WORK TO COMPLETE
Please copy exactly the lines that begin with the one containing "Readme: the locator spots each instance of the bearded" and end with the last line of the entries.

DATA SECTION
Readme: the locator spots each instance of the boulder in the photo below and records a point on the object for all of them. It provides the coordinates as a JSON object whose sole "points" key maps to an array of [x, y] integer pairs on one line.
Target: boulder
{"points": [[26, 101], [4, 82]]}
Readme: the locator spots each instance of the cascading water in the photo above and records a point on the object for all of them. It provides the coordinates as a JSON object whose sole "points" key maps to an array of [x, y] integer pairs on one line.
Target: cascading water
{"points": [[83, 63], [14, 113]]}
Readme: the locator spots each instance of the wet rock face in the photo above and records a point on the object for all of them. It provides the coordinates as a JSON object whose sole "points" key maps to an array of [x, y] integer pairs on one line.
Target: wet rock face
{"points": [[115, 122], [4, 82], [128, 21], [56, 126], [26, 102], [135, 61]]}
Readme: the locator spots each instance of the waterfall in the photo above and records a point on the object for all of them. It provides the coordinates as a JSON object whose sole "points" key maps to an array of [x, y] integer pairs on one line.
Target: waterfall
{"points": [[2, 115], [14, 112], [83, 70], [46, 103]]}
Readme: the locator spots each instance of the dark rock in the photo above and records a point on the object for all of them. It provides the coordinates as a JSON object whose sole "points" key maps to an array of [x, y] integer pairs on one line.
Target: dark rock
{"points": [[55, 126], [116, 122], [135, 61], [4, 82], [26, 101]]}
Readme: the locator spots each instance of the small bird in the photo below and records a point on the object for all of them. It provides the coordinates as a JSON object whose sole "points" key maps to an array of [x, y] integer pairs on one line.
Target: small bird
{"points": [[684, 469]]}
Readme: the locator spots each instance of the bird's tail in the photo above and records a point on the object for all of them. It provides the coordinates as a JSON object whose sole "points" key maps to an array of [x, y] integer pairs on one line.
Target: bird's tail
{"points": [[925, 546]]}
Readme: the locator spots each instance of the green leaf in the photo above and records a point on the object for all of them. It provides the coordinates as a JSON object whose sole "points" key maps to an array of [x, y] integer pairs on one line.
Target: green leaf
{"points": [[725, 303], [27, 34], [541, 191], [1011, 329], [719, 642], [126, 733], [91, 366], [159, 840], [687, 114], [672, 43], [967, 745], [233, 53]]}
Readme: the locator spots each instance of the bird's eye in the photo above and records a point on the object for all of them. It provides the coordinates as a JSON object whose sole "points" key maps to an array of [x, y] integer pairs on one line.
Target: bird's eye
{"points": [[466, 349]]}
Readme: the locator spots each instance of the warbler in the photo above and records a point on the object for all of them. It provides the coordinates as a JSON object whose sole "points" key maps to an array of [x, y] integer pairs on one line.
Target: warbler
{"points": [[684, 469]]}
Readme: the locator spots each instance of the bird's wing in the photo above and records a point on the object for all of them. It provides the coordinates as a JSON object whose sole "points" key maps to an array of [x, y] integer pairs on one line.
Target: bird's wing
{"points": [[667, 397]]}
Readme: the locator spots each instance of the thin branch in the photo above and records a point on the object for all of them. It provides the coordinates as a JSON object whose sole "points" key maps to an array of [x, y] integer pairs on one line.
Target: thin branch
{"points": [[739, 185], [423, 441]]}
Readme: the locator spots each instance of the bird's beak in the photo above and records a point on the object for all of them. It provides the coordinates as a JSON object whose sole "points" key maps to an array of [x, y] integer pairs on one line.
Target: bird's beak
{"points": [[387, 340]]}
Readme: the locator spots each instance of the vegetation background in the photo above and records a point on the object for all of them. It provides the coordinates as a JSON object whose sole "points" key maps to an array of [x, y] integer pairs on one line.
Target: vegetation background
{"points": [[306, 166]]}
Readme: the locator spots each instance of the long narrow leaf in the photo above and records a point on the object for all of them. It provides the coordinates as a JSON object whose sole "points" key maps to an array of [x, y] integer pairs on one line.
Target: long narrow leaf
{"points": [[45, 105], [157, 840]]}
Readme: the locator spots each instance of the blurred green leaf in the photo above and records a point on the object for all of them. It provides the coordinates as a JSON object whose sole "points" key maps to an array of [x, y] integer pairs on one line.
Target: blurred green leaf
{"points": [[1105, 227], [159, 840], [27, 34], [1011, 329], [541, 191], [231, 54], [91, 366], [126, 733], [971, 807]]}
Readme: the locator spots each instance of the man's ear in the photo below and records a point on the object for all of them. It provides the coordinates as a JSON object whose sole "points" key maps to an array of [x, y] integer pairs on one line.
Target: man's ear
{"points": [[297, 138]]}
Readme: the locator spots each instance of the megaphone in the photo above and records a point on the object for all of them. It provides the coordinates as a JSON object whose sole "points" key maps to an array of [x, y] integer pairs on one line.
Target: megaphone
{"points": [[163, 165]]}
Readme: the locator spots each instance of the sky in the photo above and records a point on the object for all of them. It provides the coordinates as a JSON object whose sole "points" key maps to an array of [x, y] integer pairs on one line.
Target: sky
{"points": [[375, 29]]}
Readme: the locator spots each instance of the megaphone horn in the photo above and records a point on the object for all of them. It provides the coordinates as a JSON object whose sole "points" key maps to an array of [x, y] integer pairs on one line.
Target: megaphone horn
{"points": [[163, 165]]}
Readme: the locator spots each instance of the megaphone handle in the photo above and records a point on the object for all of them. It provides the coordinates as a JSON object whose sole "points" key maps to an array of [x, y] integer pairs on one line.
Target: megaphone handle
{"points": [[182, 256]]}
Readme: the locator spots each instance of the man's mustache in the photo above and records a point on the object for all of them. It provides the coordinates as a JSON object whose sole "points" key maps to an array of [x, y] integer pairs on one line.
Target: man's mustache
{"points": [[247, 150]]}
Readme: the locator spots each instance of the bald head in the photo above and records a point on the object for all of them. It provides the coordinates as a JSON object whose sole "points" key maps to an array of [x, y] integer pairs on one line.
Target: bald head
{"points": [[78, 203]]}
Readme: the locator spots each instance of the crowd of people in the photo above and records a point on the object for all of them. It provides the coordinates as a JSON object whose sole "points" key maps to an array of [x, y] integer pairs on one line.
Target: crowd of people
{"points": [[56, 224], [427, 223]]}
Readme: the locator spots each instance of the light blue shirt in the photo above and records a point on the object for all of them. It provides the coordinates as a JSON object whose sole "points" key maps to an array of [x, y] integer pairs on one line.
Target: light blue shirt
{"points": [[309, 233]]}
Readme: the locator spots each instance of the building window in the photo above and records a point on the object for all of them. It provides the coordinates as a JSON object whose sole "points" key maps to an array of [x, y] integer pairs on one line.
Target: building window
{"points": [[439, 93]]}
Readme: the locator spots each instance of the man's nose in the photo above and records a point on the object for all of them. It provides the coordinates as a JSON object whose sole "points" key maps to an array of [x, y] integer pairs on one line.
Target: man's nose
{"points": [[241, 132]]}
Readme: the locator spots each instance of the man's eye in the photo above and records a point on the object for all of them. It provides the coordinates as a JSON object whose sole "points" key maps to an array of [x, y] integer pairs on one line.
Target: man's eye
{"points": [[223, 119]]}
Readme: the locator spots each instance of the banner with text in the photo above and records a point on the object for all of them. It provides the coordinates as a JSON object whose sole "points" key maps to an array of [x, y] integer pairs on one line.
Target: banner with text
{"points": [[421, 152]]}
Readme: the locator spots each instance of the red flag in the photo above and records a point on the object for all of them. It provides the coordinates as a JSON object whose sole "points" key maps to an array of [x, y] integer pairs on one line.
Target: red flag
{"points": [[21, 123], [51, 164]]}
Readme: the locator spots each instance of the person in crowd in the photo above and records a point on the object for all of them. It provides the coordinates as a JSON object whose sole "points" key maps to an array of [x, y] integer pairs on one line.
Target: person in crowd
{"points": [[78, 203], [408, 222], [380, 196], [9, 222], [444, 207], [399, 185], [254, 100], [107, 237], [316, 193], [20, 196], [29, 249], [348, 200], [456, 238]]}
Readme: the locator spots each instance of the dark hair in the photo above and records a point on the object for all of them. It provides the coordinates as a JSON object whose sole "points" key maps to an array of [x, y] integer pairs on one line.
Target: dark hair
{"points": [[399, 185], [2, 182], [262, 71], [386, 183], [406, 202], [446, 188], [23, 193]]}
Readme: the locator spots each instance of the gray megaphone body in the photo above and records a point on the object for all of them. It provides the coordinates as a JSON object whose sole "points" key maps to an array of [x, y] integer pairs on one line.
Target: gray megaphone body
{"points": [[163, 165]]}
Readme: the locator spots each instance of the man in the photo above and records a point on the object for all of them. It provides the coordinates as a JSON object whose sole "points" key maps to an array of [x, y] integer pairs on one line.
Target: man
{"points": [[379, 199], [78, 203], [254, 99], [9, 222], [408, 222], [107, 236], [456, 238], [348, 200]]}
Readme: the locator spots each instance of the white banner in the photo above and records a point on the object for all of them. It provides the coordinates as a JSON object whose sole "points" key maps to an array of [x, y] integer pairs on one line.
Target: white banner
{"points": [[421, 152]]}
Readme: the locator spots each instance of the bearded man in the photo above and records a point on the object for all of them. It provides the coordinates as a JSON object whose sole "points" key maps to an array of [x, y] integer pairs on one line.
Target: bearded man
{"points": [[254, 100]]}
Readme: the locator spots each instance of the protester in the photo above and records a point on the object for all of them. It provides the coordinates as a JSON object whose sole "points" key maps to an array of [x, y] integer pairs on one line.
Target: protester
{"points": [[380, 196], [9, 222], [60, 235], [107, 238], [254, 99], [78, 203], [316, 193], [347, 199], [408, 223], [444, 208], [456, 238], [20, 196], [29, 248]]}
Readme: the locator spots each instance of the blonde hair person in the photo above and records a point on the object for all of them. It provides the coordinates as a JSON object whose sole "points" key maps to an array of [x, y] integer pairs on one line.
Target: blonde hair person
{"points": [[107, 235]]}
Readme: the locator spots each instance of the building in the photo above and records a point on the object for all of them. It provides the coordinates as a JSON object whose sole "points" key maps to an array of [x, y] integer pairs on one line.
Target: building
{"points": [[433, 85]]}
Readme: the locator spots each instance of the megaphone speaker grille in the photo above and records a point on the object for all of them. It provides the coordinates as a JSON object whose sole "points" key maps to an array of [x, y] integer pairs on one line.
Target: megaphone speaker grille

ANSWER TO THE PROBLEM
Readme: the locator spots each instance of the bearded man in the photo above and records a point on the object for all of them. It provides the coordinates as a JSON object whose sole "points" key maps to an array of [x, y] integer pairs on one line.
Target: bearded man
{"points": [[254, 100]]}
Readme: the locator spots each instance of the protester in the photo above and records a point on the object for all of them. It provides the coordinates as a JSON object whose sole "points" key maps to an array of [x, y] integer pairs on one line.
Target: protester
{"points": [[380, 196], [9, 222], [60, 235], [107, 238], [254, 99], [78, 203], [316, 193], [347, 199], [408, 223], [444, 208], [456, 238], [20, 196], [29, 248]]}
Readme: the locator spots each instance of the blonde hair person in the photo above and records a point on the object for all of them. It provides the coordinates as a JSON object whose sole "points" key maps to an array of [x, y] integer pairs on one line.
Target: blonde hair person
{"points": [[107, 235]]}
Readme: the locator spots each instance of the building in the photo above and records a point on the object for all of them. It provides the coordinates as a JSON object whose sole "points" key maps to an array of [x, y] integer pairs on one line.
Target: building
{"points": [[433, 85]]}
Readme: the locator spots each instance of the megaphone speaker grille in the photo above and records a point on the object for all of them. It provides the coordinates as a JSON object whose sole "points" key maps to an array of [x, y] integer pairs on one line.
Target: megaphone speaker grille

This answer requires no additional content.